(Data provided)
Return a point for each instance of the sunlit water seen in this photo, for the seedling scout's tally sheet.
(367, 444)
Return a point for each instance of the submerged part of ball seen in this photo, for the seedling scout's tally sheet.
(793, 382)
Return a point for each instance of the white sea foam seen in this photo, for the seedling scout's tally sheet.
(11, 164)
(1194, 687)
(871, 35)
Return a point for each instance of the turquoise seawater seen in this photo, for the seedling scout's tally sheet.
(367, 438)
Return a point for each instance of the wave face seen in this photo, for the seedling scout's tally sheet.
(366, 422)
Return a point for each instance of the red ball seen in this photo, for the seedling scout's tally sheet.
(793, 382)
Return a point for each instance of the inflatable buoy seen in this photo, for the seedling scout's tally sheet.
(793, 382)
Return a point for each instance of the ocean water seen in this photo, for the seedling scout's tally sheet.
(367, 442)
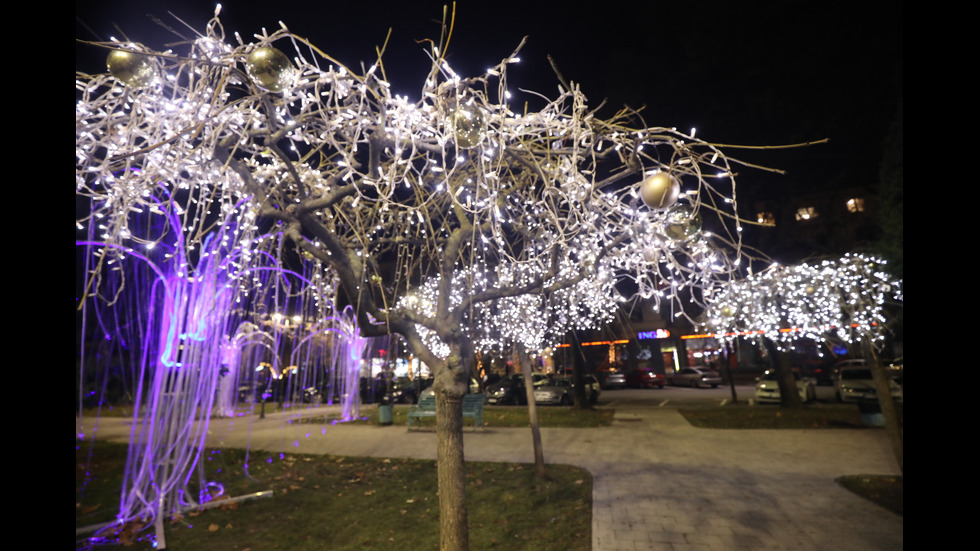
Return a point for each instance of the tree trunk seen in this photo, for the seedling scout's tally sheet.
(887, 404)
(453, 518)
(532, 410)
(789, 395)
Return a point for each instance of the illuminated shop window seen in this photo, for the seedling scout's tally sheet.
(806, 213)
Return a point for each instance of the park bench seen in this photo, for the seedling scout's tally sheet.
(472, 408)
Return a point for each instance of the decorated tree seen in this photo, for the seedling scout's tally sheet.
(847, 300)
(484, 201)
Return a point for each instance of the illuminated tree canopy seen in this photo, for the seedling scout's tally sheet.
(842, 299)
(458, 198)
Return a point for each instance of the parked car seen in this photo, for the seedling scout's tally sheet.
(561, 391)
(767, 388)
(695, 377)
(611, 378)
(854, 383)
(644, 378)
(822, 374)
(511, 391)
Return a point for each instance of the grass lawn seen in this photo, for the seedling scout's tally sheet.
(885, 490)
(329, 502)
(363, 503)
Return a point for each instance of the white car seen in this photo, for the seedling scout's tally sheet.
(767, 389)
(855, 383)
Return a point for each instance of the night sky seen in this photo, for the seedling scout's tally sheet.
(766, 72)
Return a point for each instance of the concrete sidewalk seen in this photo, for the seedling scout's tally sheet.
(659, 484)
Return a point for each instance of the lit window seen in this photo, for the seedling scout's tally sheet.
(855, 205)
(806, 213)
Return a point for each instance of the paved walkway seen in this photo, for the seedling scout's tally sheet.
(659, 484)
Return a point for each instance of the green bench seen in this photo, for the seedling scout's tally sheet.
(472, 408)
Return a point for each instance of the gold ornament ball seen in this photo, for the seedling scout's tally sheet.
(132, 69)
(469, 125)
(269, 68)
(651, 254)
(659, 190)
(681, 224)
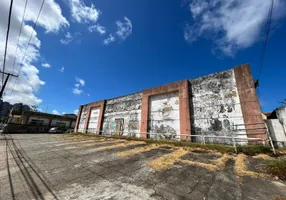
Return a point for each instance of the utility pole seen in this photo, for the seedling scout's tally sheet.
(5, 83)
* * *
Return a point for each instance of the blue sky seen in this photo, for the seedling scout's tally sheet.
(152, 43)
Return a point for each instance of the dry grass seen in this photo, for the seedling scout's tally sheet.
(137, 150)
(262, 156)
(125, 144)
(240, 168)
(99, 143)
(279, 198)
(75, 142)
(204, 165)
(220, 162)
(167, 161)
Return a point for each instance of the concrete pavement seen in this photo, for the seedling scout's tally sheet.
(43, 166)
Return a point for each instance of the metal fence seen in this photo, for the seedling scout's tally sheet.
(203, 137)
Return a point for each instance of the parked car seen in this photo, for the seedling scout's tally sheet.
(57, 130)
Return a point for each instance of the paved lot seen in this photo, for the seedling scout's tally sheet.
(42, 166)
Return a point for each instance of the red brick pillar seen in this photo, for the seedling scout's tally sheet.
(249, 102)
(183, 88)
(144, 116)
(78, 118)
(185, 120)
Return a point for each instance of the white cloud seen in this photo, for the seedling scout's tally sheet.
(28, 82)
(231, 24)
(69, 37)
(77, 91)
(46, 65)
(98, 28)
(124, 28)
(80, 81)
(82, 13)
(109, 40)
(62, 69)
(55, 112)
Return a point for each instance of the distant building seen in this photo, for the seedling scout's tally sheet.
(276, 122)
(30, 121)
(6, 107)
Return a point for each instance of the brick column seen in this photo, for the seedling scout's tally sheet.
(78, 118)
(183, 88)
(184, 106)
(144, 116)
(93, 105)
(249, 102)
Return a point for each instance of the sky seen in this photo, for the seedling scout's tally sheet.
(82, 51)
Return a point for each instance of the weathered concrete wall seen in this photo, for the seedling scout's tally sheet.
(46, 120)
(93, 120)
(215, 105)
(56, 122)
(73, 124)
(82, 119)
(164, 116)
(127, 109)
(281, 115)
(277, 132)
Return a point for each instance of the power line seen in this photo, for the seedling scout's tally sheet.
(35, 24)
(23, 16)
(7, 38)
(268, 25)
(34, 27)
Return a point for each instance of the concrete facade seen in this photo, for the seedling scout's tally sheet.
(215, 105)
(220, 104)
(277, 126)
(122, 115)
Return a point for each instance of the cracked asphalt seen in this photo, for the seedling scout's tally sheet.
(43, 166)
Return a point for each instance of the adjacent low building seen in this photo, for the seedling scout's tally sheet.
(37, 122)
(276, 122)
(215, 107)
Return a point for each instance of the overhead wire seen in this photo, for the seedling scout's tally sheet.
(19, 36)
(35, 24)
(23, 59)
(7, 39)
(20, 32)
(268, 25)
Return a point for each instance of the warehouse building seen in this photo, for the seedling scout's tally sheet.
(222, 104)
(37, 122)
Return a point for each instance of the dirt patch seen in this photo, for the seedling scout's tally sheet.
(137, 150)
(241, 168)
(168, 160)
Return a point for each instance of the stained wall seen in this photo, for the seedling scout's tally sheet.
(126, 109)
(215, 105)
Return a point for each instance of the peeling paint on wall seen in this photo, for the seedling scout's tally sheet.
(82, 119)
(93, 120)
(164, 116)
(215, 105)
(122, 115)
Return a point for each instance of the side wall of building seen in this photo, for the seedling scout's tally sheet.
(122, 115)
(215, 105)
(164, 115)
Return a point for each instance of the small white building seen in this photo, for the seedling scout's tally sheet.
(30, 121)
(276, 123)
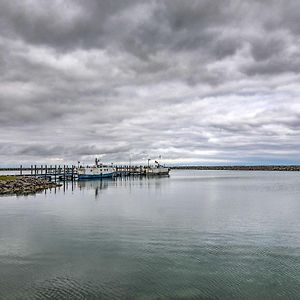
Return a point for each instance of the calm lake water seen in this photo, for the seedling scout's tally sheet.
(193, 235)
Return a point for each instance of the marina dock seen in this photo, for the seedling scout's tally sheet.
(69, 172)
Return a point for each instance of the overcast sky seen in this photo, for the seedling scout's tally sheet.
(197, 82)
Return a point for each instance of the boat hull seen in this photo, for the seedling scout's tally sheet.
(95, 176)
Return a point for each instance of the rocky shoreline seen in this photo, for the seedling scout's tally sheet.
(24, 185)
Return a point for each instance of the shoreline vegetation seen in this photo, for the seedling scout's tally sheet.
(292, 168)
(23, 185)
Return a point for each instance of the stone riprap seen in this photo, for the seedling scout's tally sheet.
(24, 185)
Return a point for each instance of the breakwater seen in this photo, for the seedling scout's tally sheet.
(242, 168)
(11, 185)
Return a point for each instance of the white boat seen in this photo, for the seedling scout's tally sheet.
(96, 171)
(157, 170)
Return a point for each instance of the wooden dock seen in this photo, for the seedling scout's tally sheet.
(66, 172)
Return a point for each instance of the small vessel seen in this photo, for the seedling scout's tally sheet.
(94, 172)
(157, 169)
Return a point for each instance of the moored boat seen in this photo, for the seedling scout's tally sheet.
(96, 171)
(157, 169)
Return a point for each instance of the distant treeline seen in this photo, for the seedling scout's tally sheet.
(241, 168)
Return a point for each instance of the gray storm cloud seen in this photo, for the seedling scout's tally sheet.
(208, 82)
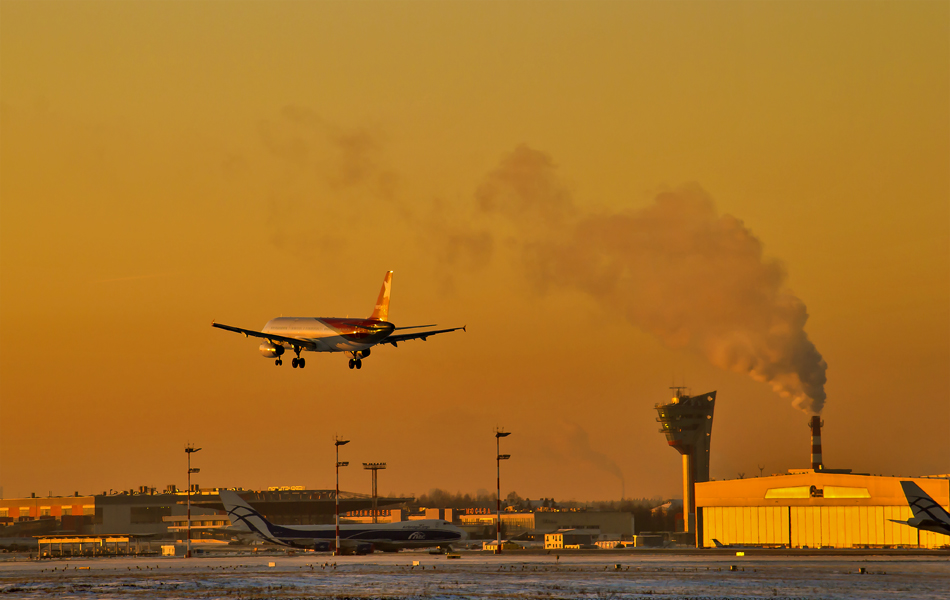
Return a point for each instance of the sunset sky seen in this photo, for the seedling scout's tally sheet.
--
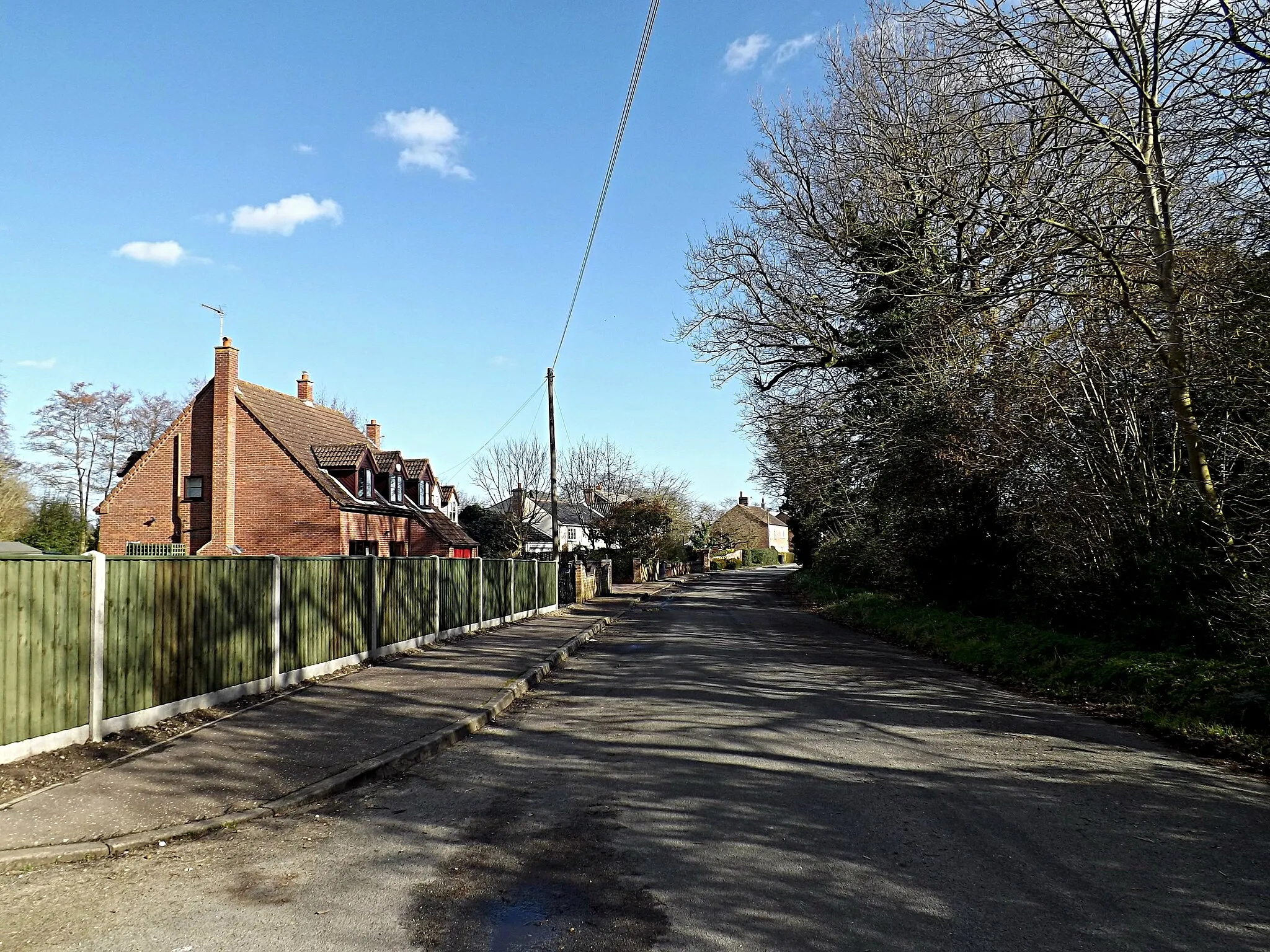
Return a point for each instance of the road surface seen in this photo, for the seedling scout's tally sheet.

(Problem statement) Extract from the material above the stretch running from the line containing "Return a point for each instance of the boat" through the line containing "Return a point for each instance of the sunset". Keep the text exact and the pictures out.

(Worked solution)
Return a point for each instance of the boat hull seen in this photo, for the seedling scout's tally sheet.
(95, 176)
Return a point for each instance of the rocky shoreline seen in this photo, for the seedling scout's tally sheet.
(24, 185)
Return a point for each instance of the shoreline vegetation seen in this photo, for the seedling scout's tally sheet.
(292, 168)
(23, 185)
Return a point for each instance of the stone riprap seen in this photo, for the seedling scout's tally sheet.
(24, 185)
Return a point for each instance of the breakwater seen in this photo, for the seedling scout's tally sheet.
(242, 168)
(11, 185)
Return a point for each instance of the white boat seen in this photo, for the seedling scout's tally sheet.
(96, 171)
(157, 170)
Return a point for each instance of the wooden dock seen in this photo, for the seedling scout's tally sheet.
(66, 172)
Return a point for each instance of the small vessel seen in this photo, for the seedling scout's tally sheet.
(94, 172)
(157, 169)
Return a point for each instance of the moored boat seen in this photo, for the seedling scout's tally sheet.
(96, 171)
(157, 169)
Return a point for each instance of the distant treeline seen in this photo, for the seedling scout's tally sheet.
(241, 168)
Return a point for each instance of the gray storm cloud seen in this photo, for the seedling scout's tally sheet.
(208, 82)
Return a point for each instance of the sunset sky seen in this photo, for the seedling scout's tally sheet.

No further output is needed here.